GIVEN DATA>

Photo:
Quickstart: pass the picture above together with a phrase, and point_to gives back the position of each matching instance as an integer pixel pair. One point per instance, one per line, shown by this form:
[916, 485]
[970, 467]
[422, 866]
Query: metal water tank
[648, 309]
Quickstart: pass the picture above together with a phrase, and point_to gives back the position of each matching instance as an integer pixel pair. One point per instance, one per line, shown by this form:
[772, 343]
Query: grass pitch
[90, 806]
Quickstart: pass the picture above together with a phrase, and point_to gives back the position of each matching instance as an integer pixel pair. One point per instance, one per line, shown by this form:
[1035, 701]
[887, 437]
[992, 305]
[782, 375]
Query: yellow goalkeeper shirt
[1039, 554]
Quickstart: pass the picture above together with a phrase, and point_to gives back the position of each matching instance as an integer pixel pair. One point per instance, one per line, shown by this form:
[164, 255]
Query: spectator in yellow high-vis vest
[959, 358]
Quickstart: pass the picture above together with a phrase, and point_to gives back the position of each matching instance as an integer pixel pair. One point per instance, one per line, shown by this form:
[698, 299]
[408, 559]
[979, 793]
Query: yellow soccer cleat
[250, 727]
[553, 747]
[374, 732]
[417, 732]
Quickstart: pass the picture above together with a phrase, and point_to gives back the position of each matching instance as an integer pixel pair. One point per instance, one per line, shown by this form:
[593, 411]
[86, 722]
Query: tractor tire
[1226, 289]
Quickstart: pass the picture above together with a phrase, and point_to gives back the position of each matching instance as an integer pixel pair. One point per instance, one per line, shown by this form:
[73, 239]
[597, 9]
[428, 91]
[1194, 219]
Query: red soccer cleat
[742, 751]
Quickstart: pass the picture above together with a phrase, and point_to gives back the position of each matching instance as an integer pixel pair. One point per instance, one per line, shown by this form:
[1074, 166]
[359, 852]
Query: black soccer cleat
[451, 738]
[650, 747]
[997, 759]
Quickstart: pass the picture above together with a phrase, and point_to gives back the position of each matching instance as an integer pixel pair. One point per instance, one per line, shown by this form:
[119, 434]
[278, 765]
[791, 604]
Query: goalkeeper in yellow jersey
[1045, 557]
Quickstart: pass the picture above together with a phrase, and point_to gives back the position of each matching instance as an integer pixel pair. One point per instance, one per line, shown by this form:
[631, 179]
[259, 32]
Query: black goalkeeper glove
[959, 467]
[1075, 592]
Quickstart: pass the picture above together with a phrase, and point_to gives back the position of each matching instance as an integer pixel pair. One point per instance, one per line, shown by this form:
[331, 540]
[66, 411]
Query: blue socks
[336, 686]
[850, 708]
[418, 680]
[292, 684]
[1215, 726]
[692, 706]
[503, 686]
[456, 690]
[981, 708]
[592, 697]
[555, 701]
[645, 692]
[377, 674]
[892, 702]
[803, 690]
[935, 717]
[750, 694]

REQUIRED WORK> Reproduce the listing word for word, starting with its first line and going on through the line containing "Query: metal water tank", with that line included.

TASK OUTPUT>
Photo:
Quickstart: pass the picture above together with a phrase, and point_to gives back the position of each matching instance as an integer pixel pair. One point per instance, one per line, shown by this form:
[916, 485]
[970, 467]
[422, 866]
Query: metal water tank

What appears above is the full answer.